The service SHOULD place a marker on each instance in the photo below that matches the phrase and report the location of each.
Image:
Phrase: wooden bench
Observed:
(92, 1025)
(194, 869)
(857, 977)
※ ※ ※
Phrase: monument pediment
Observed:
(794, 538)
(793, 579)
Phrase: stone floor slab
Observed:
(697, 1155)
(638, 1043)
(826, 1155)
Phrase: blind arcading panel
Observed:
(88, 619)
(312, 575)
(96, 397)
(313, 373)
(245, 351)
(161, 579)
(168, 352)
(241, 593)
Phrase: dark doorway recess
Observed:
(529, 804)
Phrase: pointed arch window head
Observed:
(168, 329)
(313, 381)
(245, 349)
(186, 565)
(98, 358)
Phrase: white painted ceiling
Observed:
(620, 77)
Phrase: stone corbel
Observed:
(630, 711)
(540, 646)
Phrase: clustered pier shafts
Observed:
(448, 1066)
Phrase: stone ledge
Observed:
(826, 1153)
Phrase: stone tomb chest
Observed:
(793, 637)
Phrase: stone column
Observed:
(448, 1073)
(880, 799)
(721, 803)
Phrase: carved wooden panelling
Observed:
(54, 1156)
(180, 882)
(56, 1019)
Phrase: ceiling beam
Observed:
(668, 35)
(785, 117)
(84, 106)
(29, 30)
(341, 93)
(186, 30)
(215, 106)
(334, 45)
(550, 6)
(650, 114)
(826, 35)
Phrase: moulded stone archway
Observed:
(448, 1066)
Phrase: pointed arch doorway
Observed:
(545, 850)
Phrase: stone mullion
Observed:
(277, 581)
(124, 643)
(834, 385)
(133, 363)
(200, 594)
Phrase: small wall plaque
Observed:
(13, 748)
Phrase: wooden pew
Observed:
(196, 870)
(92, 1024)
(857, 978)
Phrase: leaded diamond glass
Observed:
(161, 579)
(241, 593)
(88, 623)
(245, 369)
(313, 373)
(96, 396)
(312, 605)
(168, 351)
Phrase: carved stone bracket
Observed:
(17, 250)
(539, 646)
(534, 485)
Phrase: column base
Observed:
※ ※ ※
WORK TO BE COMPLETED
Please show every line of the items above that contains the word "pointed", treating uppercase and lowercase as different.

RESULT
Phrase: pointed arch window head
Phrase: pointed arch doorway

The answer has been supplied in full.